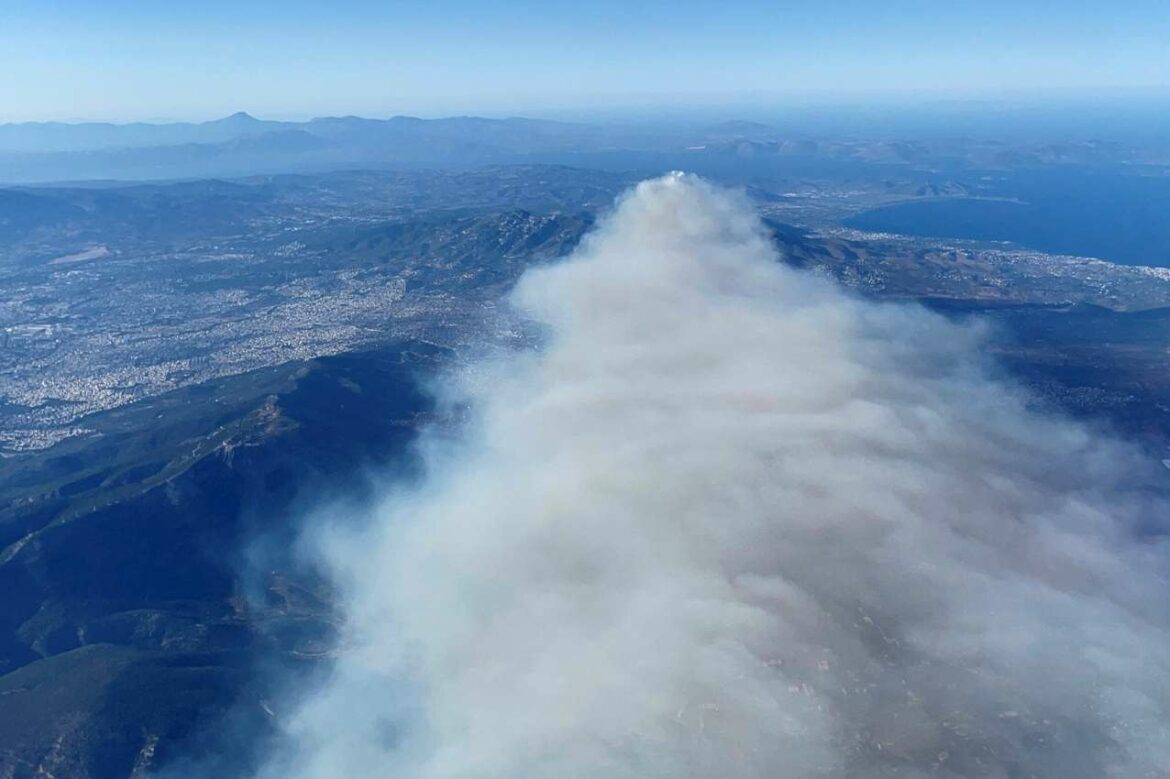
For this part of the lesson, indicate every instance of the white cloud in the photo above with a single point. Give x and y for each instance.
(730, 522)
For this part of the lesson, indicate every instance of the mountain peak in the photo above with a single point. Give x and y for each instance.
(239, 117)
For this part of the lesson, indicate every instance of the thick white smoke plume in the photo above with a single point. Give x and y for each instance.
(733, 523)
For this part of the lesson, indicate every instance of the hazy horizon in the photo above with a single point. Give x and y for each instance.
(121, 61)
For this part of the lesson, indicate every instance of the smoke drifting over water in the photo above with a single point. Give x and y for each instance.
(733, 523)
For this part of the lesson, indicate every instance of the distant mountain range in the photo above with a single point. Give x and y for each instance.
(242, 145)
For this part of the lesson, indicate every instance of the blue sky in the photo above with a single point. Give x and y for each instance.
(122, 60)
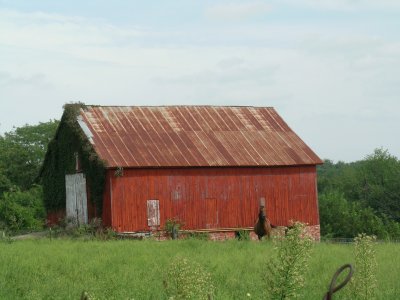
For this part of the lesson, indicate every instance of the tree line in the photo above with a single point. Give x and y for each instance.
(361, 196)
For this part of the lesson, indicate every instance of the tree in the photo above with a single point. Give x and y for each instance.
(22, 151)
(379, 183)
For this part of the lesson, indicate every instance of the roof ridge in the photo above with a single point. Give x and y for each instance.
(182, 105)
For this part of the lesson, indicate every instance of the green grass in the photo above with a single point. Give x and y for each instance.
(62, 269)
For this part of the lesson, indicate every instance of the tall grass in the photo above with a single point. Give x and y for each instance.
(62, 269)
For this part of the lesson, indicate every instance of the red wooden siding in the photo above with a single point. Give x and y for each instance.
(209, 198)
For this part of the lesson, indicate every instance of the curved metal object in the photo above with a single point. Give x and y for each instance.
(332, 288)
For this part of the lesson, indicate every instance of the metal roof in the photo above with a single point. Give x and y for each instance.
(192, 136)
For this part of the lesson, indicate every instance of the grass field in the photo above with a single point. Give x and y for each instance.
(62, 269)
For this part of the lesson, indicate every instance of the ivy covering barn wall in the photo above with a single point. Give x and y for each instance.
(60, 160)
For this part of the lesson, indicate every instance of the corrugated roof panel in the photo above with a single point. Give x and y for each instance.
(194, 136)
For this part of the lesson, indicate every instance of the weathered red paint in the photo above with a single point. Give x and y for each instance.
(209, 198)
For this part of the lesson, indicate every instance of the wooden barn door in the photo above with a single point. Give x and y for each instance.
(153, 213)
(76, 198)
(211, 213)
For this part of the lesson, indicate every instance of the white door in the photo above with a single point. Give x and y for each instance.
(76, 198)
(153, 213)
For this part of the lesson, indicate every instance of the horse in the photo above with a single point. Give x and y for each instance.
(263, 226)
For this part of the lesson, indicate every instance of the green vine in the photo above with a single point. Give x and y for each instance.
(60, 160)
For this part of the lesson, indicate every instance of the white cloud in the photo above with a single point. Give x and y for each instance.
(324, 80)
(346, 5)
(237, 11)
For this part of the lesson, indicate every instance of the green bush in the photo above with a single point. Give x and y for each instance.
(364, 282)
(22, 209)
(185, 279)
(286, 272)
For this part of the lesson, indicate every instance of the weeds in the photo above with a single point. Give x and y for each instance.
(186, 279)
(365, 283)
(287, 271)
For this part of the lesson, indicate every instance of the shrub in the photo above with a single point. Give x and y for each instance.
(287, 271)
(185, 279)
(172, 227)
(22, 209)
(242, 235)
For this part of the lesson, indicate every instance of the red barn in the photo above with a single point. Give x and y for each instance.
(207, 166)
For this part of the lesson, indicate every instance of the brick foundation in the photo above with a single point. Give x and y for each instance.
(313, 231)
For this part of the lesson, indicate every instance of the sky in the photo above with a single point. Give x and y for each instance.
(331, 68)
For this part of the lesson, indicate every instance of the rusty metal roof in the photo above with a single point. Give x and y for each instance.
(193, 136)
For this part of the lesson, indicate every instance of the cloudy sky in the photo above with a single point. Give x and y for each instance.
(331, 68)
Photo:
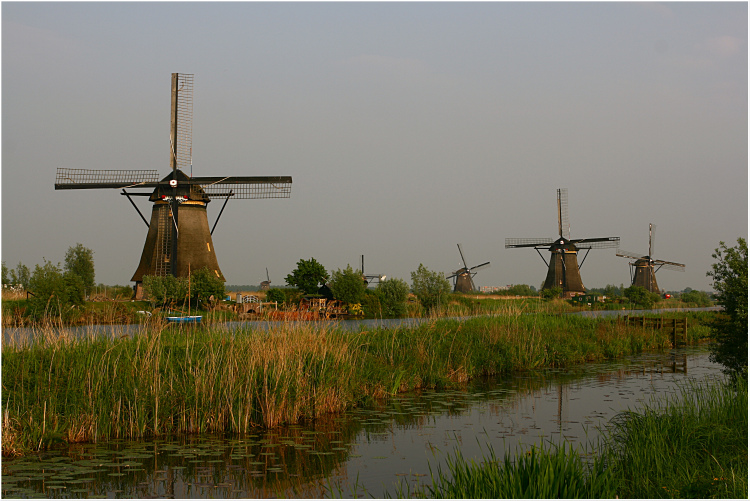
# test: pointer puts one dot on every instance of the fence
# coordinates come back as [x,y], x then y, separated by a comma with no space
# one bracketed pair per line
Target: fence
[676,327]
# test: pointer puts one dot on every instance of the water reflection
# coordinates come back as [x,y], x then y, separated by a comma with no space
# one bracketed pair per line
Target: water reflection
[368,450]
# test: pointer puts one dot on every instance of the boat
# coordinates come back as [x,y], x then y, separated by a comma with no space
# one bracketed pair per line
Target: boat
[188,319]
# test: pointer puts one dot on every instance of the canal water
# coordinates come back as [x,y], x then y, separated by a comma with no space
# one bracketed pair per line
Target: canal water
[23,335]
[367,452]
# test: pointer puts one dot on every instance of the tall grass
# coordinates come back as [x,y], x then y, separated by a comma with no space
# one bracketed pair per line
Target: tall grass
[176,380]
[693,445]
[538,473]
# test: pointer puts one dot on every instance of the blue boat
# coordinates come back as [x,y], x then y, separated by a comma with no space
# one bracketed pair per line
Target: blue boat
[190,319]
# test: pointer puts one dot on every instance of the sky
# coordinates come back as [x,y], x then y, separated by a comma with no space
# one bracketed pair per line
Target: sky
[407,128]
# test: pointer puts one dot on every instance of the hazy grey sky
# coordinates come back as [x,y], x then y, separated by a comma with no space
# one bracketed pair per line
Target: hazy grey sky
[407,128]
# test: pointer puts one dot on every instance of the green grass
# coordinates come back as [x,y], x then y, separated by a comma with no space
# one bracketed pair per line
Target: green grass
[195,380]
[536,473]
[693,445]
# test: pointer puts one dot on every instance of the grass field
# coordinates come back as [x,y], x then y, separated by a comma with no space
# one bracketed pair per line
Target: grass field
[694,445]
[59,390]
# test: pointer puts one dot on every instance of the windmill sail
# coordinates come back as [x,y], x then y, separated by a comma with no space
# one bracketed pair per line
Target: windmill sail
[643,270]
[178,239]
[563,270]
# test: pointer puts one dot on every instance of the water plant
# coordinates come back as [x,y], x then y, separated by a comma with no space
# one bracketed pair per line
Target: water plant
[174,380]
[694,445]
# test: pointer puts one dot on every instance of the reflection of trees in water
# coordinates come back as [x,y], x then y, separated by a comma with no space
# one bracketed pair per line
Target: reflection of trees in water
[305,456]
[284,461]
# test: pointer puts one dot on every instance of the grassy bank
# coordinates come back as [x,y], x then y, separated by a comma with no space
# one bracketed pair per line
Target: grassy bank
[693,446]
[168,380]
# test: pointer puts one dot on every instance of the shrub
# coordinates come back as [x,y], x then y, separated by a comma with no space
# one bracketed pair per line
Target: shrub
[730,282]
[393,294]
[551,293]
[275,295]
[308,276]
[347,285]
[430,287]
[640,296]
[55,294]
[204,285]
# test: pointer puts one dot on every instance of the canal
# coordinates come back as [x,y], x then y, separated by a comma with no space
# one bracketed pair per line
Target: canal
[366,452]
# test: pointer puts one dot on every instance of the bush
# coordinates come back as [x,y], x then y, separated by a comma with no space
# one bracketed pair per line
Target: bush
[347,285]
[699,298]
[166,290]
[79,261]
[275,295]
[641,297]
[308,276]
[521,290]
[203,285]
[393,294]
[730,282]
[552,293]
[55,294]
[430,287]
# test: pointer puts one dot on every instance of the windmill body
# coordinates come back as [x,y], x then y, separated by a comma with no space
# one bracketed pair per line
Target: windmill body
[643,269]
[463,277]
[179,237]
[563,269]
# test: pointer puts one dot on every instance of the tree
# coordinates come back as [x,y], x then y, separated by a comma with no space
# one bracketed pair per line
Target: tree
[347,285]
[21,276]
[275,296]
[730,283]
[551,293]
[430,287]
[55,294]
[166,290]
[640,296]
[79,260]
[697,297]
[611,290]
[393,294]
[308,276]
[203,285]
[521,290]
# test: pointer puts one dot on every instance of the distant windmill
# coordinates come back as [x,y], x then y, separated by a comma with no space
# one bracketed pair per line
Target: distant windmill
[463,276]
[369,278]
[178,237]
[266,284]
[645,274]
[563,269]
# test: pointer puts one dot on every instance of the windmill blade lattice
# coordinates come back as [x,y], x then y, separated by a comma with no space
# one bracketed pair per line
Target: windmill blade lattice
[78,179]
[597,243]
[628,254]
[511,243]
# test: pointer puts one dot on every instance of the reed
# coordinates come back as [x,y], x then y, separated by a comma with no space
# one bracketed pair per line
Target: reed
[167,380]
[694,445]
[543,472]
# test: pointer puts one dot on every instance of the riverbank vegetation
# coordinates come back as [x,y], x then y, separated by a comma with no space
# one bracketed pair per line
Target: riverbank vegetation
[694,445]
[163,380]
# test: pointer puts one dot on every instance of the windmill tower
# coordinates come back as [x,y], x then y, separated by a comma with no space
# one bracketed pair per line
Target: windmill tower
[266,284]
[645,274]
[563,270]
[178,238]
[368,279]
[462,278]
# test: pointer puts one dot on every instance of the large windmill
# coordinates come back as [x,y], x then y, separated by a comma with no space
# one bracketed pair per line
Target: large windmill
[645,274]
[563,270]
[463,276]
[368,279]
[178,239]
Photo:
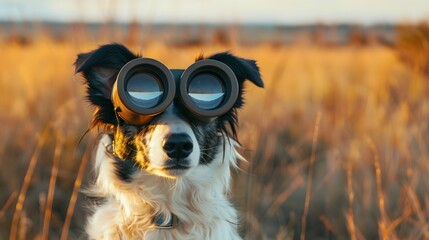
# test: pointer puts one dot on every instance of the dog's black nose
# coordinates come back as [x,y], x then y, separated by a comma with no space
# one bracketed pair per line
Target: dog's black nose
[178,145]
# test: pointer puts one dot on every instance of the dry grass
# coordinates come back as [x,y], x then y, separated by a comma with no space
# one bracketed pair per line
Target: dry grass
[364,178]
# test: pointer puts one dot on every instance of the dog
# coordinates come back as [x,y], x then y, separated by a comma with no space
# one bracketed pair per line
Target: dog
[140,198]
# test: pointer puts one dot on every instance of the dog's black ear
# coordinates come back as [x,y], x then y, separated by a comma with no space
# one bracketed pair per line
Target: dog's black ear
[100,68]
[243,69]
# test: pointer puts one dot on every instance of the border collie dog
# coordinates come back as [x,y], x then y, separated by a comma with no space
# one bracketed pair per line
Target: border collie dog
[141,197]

════════

Only the lines above starting at the one containing "Target: distant windmill" and ending at the one containing "of the reed", both included, are to be returned, exactly as they read.

### Solved exercise
Target: distant windmill
[463,276]
[369,278]
[178,237]
[266,284]
[645,274]
[563,269]
# test: pointer puts one dot on every instance of the windmill blade lattice
# coordinates come back as [x,y], x then y, separated by a comma with no space
# one bracketed pair per line
Target: windmill blade lattice
[78,179]
[597,243]
[628,254]
[511,243]
# test: pointer puts one dot on every instance of the reed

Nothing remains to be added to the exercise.